TASK GOAL
Reproduce the data that follows in its entirety, character for character.

===== MATERIAL FOR THE TASK =====

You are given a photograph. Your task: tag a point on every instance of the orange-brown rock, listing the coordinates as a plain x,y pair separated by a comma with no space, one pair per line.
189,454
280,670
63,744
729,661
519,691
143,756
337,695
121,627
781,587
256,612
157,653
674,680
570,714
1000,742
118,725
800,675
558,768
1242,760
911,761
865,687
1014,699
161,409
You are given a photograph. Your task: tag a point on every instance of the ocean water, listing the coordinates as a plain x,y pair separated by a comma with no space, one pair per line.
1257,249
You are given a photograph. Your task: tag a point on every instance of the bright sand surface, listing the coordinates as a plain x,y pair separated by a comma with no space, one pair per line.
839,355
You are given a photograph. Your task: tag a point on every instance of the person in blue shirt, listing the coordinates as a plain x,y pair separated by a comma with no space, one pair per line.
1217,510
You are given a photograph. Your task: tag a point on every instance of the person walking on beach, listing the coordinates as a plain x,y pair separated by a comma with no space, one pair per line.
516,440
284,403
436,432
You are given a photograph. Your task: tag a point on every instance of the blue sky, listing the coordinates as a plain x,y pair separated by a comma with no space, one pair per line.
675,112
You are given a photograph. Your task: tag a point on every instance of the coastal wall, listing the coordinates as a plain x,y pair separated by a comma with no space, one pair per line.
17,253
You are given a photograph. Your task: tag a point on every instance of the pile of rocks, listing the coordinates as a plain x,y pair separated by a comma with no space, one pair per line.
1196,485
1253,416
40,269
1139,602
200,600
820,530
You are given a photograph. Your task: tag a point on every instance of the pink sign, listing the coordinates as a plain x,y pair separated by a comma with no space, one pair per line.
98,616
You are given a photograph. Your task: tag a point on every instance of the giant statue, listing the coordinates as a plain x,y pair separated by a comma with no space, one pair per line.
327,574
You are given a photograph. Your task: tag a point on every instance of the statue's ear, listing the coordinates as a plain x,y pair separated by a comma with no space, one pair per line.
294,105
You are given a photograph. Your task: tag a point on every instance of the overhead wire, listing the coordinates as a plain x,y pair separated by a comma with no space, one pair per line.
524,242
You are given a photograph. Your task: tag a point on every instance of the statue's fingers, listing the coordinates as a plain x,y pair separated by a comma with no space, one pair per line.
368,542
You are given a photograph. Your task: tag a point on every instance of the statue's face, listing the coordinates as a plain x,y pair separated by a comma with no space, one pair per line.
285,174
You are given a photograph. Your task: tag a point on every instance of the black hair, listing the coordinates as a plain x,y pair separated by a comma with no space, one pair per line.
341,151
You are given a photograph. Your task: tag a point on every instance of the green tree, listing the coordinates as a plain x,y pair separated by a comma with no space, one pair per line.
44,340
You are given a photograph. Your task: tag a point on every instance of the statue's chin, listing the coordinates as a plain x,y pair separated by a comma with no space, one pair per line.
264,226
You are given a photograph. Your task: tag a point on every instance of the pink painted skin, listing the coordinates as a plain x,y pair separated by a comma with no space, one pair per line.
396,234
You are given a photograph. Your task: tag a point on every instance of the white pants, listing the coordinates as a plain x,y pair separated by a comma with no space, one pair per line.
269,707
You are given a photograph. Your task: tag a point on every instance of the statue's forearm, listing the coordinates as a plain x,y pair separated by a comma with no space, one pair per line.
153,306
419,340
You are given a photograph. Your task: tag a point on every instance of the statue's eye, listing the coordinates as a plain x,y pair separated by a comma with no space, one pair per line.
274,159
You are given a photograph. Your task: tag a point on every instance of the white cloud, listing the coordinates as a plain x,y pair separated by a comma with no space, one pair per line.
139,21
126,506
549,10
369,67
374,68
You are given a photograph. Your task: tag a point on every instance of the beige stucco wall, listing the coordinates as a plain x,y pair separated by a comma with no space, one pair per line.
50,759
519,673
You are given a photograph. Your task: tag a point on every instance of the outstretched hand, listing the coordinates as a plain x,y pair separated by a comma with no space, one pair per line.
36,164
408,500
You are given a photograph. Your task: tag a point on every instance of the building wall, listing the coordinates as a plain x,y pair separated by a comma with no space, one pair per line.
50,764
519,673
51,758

=====

WRITTEN SOLUTION
You are given a photograph. Your task: tag a point on every instance of the orange-brown rock, listing the coordinates as a plain x,y pair separated by a comma with no space, one pair per line.
189,454
280,670
63,744
729,661
519,691
143,756
337,695
121,627
781,587
256,612
157,653
674,680
570,714
1000,742
118,725
800,675
558,768
1242,760
911,761
865,687
1014,699
161,409
You are given a photograph. Your task: tag a point on every instance of the ocean water, listing the coordinates as a plain x,y pair separated by a comma with no space, one pair per line.
1257,249
You are given a photograph. Your task: tag a point on every instance of the bright sand surface, listing the coordinates as a plain x,y pair separated by a comma with no space, one pair per line.
839,355
You are given a photograph. Your task: tag a point on every instance of the person in blue shirt, listing the coordinates as a plain x,y pair separated by a comma with no space, one pair per line.
1217,510
You are given a photograph. Your task: tag a point on every instance of the person walking on beach, listing the coordinates as a plain x,y pair separated by a comma with no space, one pair per line.
516,440
284,403
436,432
You are given a photograph. Your task: tag a point on every instance of the blue sky, listing the coordinates as a plain x,y pair separated by a comma with no space, one pair per line.
675,112
You are given a photograph. Your task: tag a point on every instance of the coastal wall, listing the coordinates as a plain x,y pair separated by a comma with no space, one pair per line.
17,253
You are given a photograph. Your task: tag a point on every instance of the pile of rocks, listing the coordinates as a plain x,y pair separated by a comma with no space, one pair per line.
1196,485
1253,416
40,269
1139,602
200,600
820,530
You are given a photograph. Your task: tag a point on every instance of the pink sign, listing the coordinates as a plain x,y pair separated by a comma with no space, one pair per line.
98,616
You are given a photograph. Your task: tag a point on every instance of the giant statue, listing the coordinates as a plain x,y pair separated by a comma with no space, one pair per line.
327,574
You are given a photograph. Your task: tag a point on every instance of the statue's ear, listing the coordinates as a plain x,y pair separated by a comma with no space, one pair per line.
294,105
You are given a photograph. Your task: tag a point on every instance of the overhead wire, listing the coordinates as a plain x,y pair separated by a comma with no space, one pair per line.
524,242
You are given a photograph. Your task: tag a point on every instance of the statue's fingers, listing the coordinates as a plain x,y pair separated by a comma with no space, one pair per line.
368,542
You are given a photograph. Your task: tag a point on every instance of the statue's face, listing the coordinates as a plain x,y pair separated by a comma with no space, one pair per line.
285,174
You are given a photograph. Your task: tag a point on every instance of the black hair, listing the coordinates as a plain x,y pair separated by a comma with no space, one pair per line.
341,151
You are given a photograph. Your task: tag a point on every instance of the green tree, listing the coordinates as a plain x,y pair separated by a comma with no space, one pair per line.
44,340
You are given a photograph. Your task: tag a point on every instance of the statue's chin, listing the coordinates as a plain x,y pair separated by a comma with no space, one pair per line.
264,226
You are given a photograph. Your task: tag a point on every instance of the pink painted skin, listing the coordinates as a plain x,y pair separated by a comma with no space, one pair per line.
396,234
You are given a photograph. Your task: tag a point on every instance of the white pants, listing the coordinates as a plain x,y pair separated by a comma with no space, one pair per line.
269,707
You are given a photograph. Your task: tag a point on every instance of the statue's forearm, listing the coordinates as a plain x,y pair separated by a comma with no space, one pair per line.
153,306
419,340
You are given a photograph. Your task: tag a point on every instance of the statue's eye, listing the coordinates as a plain x,y pair separated by a comma with no space, one pair per line.
274,159
You are given a photograph. Your task: tag a point on every instance of the white cloud, listing the coordinates as a plain x,y pair separated by a comma with no space, one pair per line.
139,21
126,506
549,10
369,67
374,68
You are given a photograph. Your task: tag a point on every instance of the beige stucco wall, listing the coordinates as a plain x,y pair separated by a comma with no space, one pair per line.
50,759
519,673
You are given a photograph. Your task: tag a point on every instance of the outstretched hand, listing the coordinates as a plain x,y pair separated by a comma with no space, one pair per line.
36,164
408,500
You are given a photograph. Your task: tag a point on every instance of the building wall, listing the coordinates as a plain x,y pair separated by a comma with no space, one pair per line.
50,764
519,673
51,758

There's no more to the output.